- Activities:
(1) Condense the paragraph of the co-governance text that begins "The removal of the huts" into a short list that keeps its main facts.
(2) Reproduce the passage of the co-governance text starting at "When more New" and ending at "will break loose.".

- Source text:
..............................
Paki Nikora, of Ngāti Rongo, told RNZ that part of the community was hurt because they were not consulted on the details.
“It wasn’t just us as Tūhoe who were hurt; it was really the wider New Zealand public if you can see all the faces that are in there. It’s not just going to stop here. How do you actually turn out and ratify something without getting proof that it has been supported by the wider membership,” Nikora said.
“It’s not only significant to our people, but it’s also significant to all the trampers and hunters that frequented in the Urewera through all those many many years … Many of those people that weren’t actually Tūhoe but were totally devastated with this action.”
The removal of the huts is only the tip of the iceberg. There are other significant restrictions currently in place in Te Urewera. For instance, the special purpose road at Mokau is closed to one lane, Te Wairoa Bridge is closed until further notice, the Great Walk track is partially closed, the Ngamoko Track is closed due to subsidence and the Rosie Bay campsite is temporarily closed.
Make no mistake – this is not co-governance. It is Tūhoe-governance. And it only benefits the tribal elite who are political insiders. It is also the Mahuta-model which the minister is determined to roll out across the country. Don’t be fooled when she describes it as co-governance.
When more New Zealanders come to understand clearly that the real purpose of the Co-Governance model is to effectively transfer control from our elected officials to Iwi disguised as a 50:50 power sharing arrangement, all political hell will break loose.
What stands between the public and such an explosive realisation is a mainstream media; which has been bought off by $55 million of government funds on condition they support a widely contested view of the Treaty as a 50:50 power-sharing arrangement between the Crown and iwi.
An example of how bad it can get is seen in the Three Waters proposals where the principal mechanism for comprehensive control are the Te Mana o Te Wai statements, buried deep within the Water Services Entities Bill.
And it is clear these statements — edicts that can be only be issued by iwi and hapū and are effectively binding on the water services entity in their region — have no limits or restrictions on what may be included in them.
The bill simply states: “Mana whenua whose rohe or takiwā [territory] includes a freshwater body in the service area of a water services entity may provide the entity with a Te Mana o te Wai statement for water services.” Anything that an iwi or hapū decides is consistent with their view of matauranga Māori (Māori knowledge) or tikanga (customs) may be used as a basis for making a binding order.
The statements have been described as handing “unbridled power” to iwi.
When the general public grasps clearly that Māori will have the right to direct how water is managed at a local level but that same right will be denied to everyone else, Ardern’s government will face a huge backlash from those who have little patience for race-based policy.
Actively excluding around 85 per cent of New Zealand’s people from engaging in a process which affects everyone/every square inch of the land and the salt water many miles out to sea is wrong.
If Te Mana o Te Wai is such an important principle then surely everyone should be able to be involved and to have so many parts of society actively excluded from participating is unacceptable and unjustifiable.
Co-Governance is itself is unacceptable and unjustifiable. It is in my opinion no more than an attempt by those with their snouts in the public trough to try to get control of the trough as well as feeding from it.
It is time the silent majority of the voters within New Zealand stood up and made their views against the implementation of Apartheid into our country known to all. We must have one person one vote with equal weighting for all votes.
..............................
- Data shown:
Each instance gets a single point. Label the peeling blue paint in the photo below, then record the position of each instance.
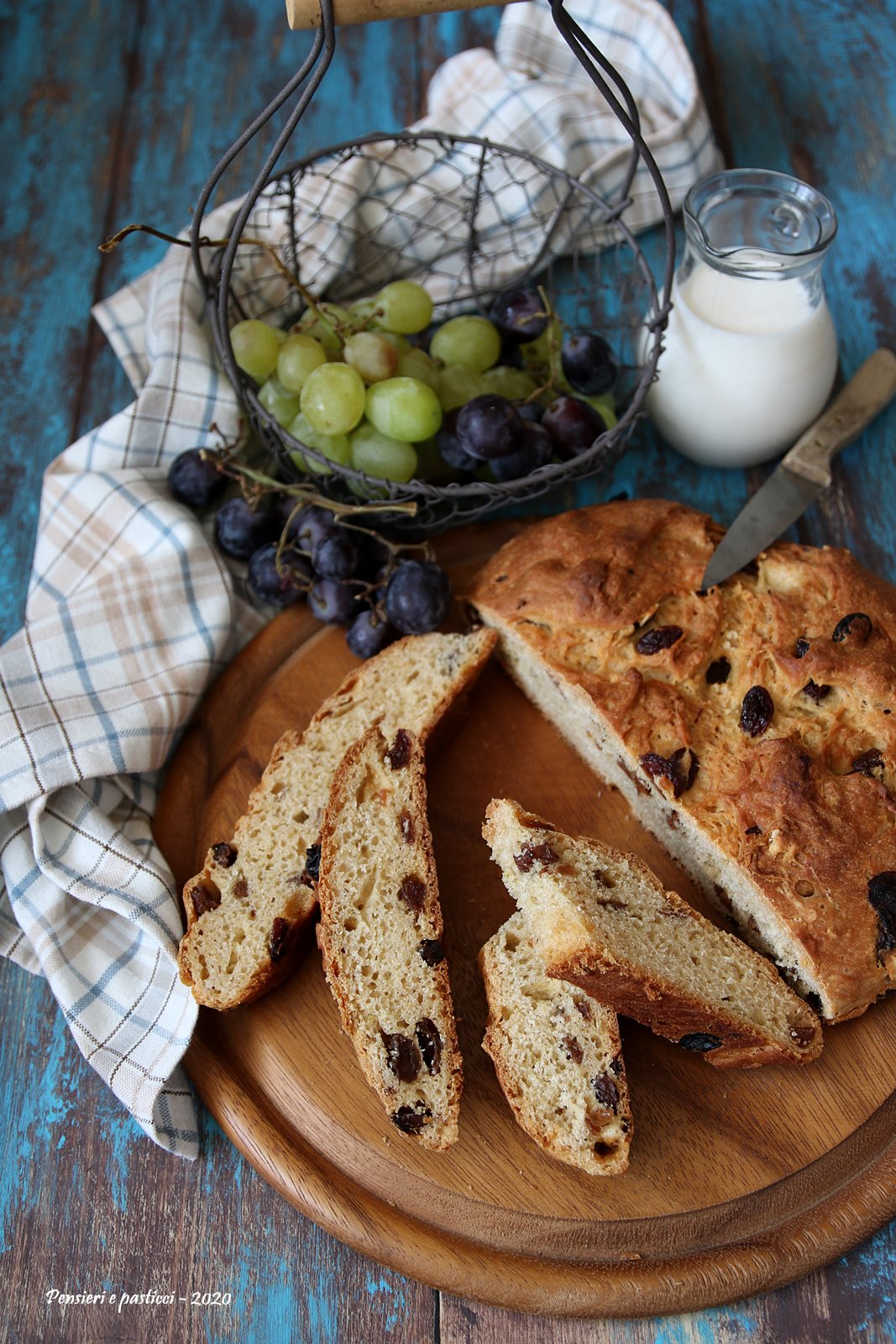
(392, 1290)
..............................
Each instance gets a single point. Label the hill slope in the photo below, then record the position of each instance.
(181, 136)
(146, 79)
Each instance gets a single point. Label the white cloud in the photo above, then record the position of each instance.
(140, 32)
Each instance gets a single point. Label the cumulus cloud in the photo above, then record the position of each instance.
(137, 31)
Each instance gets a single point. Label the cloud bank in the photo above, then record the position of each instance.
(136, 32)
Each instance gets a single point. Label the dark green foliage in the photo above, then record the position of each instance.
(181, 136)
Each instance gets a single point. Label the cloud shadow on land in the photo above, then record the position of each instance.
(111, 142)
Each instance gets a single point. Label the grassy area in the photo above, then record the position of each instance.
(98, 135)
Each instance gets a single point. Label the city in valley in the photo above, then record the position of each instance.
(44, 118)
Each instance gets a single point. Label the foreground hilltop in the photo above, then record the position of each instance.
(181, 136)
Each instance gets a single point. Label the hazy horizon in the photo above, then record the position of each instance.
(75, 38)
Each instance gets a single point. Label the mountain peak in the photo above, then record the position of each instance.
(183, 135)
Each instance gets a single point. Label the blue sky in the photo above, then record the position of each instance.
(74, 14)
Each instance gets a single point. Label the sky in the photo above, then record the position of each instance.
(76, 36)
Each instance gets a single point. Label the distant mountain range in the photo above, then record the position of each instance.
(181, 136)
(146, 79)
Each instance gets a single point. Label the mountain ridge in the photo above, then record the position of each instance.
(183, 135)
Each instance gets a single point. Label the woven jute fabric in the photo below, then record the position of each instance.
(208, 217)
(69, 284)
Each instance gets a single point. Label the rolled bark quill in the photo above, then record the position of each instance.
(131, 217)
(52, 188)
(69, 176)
..............................
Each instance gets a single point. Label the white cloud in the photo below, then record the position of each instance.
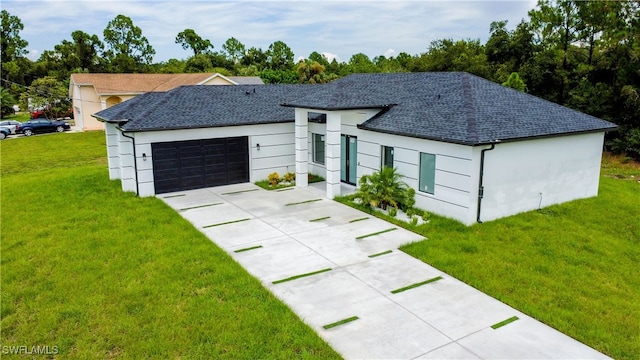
..............................
- Results of the exercise:
(1)
- Removing the huts is only part of the picture; Te Urewera has other significant restrictions in place.
- The special purpose road at Mokau is down to one lane.
- Te Wairoa Bridge is closed until further notice.
- The Great Walk track is partially closed.
- The Ngamoko Track is closed due to subsidence.
- The Rosie Bay campsite is temporarily closed.

(2)
When more New Zealanders come to understand clearly that the real purpose of the Co-Governance model is to effectively transfer control from our elected officials to Iwi disguised as a 50:50 power sharing arrangement, all political hell will break loose.